### Records for the task
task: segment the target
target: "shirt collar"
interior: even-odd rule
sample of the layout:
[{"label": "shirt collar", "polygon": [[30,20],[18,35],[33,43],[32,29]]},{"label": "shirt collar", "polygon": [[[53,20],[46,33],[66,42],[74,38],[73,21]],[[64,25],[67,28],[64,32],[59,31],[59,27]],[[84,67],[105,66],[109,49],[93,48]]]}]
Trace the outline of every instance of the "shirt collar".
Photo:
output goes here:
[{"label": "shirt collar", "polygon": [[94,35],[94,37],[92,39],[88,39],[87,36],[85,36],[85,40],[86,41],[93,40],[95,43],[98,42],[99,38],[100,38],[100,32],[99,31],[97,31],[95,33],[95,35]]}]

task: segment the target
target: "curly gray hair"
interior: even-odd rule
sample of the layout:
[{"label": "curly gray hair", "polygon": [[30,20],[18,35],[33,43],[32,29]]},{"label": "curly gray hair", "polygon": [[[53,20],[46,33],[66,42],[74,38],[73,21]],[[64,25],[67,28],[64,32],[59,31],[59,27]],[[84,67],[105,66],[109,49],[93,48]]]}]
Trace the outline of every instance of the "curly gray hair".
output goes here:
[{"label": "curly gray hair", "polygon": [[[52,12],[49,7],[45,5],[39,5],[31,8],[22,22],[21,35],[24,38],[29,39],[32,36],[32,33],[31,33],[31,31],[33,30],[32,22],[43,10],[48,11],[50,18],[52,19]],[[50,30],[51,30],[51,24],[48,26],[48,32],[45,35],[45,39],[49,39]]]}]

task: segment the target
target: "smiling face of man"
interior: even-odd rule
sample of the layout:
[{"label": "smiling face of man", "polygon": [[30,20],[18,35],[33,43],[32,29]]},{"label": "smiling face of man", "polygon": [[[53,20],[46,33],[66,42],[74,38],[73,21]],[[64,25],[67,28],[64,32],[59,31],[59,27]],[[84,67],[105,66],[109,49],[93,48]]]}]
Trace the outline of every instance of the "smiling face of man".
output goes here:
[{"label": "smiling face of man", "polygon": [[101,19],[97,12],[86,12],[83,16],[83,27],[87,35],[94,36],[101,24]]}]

### Exercise prompt
Reproduce every line of the three items above, character for character.

### Complete output
task: segment the target
target: "shirt collar"
interior: even-odd rule
sample of the layout:
[{"label": "shirt collar", "polygon": [[30,20],[18,35],[33,43],[32,29]]},{"label": "shirt collar", "polygon": [[[53,20],[46,33],[66,42],[74,38],[73,21]],[[64,25],[67,28],[64,32],[59,31],[59,27]],[[84,67],[105,66],[109,49],[93,48]]]}]
Trace the outline of every instance of the "shirt collar".
Photo:
output goes here:
[{"label": "shirt collar", "polygon": [[94,35],[94,37],[92,39],[88,39],[87,36],[85,36],[85,40],[86,41],[93,40],[95,43],[98,42],[99,38],[100,38],[100,32],[99,31],[97,31],[95,33],[95,35]]}]

task: segment the target
target: "curly gray hair"
interior: even-odd rule
sample of the layout:
[{"label": "curly gray hair", "polygon": [[30,20],[18,35],[33,43],[32,29]]},{"label": "curly gray hair", "polygon": [[[53,20],[46,33],[66,42],[74,38],[73,21]],[[64,25],[67,28],[64,32],[59,31],[59,27]],[[84,67],[105,66],[109,49],[93,48]]]}]
Trace the outline of every instance of the "curly gray hair".
output goes here:
[{"label": "curly gray hair", "polygon": [[[52,12],[49,7],[45,5],[39,5],[31,8],[22,22],[21,35],[24,38],[29,39],[32,36],[32,33],[31,33],[31,31],[33,30],[32,22],[43,10],[48,11],[50,18],[52,19]],[[50,30],[51,30],[51,24],[48,26],[48,32],[45,35],[45,39],[49,39]]]}]

task: segment the target
target: "smiling face of man"
interior: even-odd rule
sample of the layout:
[{"label": "smiling face of man", "polygon": [[30,20],[18,35],[33,43],[32,29]]},{"label": "smiling face of man", "polygon": [[[53,20],[46,33],[66,42],[74,38],[73,21]],[[64,25],[67,28],[64,32],[59,31],[59,27]],[[84,67],[105,66],[109,49],[93,48]]]}]
Trace the outline of every instance of the "smiling face of man".
output goes here:
[{"label": "smiling face of man", "polygon": [[101,19],[97,12],[86,12],[83,16],[83,27],[87,35],[94,36],[101,24]]}]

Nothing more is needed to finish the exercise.